What you are asked to do. The answer is a single number: the count of lines in the records below that contain the word "metal".

Point localization data:
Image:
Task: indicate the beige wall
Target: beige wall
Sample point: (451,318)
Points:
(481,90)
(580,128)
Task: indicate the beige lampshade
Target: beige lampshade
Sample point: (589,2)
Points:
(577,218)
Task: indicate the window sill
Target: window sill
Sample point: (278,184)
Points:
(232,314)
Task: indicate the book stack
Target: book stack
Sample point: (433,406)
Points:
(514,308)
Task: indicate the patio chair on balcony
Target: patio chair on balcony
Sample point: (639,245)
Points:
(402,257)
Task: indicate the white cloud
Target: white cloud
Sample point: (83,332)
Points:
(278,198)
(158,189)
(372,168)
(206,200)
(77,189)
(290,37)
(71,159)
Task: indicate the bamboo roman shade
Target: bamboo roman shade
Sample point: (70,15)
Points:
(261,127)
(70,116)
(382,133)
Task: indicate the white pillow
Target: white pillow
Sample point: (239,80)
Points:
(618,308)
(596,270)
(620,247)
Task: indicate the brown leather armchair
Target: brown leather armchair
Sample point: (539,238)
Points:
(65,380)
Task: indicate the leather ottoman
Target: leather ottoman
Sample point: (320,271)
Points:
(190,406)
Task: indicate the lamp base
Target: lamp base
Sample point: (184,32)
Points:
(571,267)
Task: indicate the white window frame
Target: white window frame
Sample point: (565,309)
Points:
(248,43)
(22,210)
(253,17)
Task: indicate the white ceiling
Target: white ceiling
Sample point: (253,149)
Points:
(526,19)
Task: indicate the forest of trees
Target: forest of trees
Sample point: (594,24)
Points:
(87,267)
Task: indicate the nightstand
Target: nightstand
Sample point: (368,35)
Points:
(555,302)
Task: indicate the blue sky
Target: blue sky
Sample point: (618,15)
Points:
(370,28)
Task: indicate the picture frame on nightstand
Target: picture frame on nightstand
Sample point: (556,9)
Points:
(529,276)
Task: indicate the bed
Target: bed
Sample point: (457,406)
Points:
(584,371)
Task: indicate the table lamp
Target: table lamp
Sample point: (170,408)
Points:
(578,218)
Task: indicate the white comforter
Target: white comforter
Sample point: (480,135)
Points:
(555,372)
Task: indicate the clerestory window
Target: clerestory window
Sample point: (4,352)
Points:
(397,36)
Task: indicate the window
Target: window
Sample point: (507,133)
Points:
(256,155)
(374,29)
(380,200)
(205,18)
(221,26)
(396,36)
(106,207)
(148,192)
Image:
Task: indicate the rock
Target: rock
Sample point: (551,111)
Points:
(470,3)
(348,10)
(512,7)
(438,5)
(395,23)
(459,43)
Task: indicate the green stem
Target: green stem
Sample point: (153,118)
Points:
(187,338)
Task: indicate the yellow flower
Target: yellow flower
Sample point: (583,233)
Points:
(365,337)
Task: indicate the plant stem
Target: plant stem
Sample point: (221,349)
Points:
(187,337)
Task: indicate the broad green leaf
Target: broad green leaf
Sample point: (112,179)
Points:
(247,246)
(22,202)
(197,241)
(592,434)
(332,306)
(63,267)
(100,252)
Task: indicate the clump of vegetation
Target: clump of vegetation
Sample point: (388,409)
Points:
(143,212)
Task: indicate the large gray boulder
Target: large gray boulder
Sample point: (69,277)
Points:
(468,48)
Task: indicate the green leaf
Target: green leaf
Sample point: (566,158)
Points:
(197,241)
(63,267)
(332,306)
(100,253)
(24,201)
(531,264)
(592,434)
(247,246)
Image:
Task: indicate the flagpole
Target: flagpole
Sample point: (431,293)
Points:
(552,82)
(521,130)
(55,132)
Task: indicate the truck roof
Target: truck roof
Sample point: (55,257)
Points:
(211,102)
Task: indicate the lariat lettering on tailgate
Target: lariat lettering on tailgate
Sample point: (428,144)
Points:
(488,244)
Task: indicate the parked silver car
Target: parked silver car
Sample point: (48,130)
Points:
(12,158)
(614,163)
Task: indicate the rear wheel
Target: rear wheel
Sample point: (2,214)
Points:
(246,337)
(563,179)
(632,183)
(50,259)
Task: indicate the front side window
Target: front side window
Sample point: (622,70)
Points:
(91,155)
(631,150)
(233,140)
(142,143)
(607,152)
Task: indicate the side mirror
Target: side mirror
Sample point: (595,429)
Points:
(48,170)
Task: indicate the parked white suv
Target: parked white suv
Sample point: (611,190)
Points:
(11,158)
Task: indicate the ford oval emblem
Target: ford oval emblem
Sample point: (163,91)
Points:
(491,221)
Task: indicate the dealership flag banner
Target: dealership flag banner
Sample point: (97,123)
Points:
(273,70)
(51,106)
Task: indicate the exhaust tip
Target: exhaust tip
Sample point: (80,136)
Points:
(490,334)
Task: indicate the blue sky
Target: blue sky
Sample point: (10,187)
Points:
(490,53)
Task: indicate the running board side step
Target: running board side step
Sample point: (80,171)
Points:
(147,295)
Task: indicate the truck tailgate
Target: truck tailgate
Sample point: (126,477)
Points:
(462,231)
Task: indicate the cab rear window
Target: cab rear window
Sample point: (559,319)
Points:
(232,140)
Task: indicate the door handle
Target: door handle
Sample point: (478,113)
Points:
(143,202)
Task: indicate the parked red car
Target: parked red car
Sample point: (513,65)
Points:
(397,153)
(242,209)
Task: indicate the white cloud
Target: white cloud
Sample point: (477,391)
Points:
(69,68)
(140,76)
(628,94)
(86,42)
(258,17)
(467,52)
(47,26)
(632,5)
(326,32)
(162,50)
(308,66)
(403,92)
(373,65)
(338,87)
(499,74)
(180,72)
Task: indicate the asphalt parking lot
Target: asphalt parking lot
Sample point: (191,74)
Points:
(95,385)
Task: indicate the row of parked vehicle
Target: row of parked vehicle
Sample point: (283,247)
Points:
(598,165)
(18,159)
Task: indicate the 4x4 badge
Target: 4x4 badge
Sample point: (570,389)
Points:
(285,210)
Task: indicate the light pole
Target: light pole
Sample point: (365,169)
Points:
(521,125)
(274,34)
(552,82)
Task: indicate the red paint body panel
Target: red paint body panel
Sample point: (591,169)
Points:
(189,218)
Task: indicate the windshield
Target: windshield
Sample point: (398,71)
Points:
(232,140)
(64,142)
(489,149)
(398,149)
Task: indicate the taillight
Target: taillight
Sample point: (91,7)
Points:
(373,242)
* * *
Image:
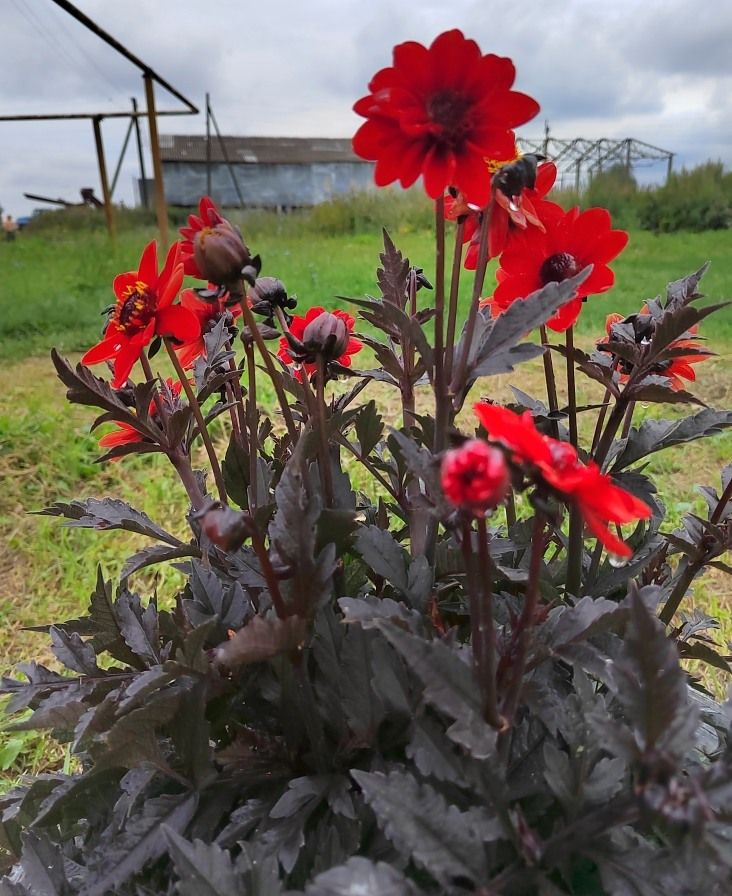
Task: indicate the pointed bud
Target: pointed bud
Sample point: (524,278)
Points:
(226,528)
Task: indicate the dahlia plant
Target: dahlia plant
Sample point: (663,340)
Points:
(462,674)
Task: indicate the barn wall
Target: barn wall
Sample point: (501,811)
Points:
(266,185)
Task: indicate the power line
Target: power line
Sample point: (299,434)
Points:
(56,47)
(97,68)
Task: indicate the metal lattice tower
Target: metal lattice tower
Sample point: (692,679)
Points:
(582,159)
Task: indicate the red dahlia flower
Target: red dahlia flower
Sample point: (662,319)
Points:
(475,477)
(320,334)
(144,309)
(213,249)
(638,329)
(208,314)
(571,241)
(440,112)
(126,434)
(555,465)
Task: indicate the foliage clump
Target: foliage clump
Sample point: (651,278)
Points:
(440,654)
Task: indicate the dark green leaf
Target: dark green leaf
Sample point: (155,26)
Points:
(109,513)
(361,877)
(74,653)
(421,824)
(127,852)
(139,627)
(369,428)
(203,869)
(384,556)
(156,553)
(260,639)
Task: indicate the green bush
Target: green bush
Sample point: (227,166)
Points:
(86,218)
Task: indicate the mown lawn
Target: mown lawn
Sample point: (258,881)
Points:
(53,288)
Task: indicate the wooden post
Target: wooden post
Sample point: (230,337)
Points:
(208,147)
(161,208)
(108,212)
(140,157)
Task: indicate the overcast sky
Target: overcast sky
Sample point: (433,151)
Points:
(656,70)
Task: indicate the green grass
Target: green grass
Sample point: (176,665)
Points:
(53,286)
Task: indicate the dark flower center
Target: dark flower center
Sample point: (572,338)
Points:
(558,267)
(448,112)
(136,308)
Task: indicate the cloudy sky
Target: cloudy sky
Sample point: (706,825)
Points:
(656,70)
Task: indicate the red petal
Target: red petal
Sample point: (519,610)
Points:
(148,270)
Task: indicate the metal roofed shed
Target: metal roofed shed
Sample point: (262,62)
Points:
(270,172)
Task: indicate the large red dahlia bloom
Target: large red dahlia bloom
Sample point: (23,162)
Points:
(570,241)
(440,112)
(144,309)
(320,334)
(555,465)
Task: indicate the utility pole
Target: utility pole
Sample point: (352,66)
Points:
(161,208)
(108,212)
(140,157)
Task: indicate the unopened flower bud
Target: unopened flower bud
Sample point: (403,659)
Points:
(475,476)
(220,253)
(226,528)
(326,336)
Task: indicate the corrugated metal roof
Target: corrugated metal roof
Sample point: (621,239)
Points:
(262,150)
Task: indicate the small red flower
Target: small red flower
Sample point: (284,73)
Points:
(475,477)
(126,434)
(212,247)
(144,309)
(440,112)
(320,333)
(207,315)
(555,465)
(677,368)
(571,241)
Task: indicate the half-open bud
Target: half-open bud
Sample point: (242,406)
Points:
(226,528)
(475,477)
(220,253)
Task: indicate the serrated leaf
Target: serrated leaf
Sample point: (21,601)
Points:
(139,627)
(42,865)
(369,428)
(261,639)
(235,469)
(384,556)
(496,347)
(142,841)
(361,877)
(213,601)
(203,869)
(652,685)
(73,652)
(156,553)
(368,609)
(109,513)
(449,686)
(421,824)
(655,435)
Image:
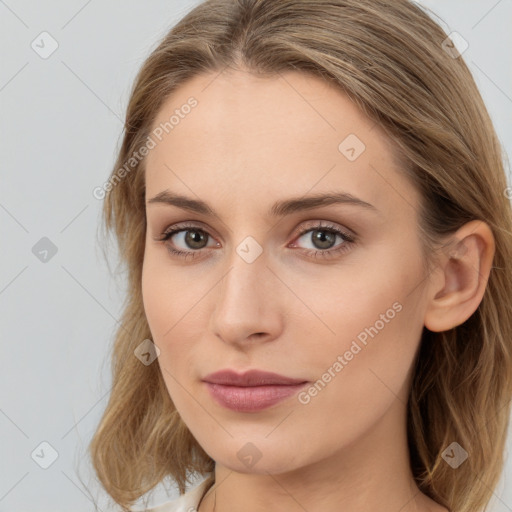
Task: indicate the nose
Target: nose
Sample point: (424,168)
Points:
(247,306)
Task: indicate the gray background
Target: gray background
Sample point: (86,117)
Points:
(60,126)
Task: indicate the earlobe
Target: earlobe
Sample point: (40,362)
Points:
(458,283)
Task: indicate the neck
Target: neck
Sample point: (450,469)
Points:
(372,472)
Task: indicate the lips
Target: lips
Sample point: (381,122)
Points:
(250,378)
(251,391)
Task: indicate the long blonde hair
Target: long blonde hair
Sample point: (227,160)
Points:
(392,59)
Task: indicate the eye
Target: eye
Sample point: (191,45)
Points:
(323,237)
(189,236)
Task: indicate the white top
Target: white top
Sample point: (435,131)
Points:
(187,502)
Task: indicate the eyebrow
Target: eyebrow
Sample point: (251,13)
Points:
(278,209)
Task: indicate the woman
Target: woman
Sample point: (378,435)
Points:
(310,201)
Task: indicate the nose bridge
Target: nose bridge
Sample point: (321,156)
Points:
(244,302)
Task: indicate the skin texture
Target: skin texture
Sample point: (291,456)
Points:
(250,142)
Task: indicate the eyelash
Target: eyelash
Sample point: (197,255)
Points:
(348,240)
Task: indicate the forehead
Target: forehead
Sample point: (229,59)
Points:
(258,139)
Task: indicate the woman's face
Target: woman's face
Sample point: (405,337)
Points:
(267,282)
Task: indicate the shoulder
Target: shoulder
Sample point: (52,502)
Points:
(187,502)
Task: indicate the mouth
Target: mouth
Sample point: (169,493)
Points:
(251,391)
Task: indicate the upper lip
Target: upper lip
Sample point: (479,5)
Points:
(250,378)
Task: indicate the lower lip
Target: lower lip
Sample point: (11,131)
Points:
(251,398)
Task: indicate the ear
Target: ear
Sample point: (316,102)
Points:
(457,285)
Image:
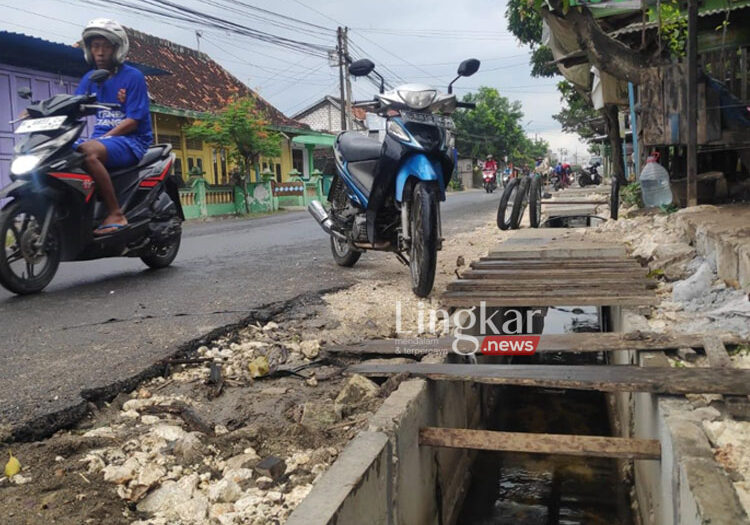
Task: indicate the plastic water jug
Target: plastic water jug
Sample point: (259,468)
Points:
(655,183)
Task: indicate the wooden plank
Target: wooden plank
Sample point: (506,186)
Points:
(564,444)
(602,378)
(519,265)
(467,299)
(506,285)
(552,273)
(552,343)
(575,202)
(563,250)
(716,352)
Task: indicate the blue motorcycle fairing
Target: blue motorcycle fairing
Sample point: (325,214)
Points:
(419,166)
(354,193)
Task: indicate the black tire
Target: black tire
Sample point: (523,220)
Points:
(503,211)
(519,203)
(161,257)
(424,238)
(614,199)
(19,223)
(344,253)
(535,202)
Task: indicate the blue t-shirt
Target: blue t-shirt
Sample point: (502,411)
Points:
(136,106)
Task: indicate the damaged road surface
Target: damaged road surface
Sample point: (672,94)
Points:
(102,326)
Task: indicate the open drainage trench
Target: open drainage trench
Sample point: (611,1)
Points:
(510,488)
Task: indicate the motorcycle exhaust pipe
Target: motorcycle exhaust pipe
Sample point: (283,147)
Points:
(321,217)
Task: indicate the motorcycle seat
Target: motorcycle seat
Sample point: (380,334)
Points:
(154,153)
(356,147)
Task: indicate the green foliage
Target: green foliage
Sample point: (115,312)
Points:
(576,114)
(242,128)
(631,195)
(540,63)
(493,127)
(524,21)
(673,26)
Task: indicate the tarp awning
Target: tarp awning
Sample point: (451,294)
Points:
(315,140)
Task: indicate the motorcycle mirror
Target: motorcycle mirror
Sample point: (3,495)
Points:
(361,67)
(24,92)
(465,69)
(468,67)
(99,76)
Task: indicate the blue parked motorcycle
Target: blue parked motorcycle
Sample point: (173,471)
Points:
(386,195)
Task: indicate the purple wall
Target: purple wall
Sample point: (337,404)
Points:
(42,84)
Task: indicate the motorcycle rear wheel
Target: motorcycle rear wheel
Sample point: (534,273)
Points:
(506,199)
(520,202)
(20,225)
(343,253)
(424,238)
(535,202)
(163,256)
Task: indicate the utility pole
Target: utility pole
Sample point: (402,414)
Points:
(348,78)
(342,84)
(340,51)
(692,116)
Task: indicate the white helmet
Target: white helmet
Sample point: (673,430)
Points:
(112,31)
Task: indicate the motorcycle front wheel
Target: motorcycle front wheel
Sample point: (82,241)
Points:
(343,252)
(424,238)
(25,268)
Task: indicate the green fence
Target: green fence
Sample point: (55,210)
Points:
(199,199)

Your response. 6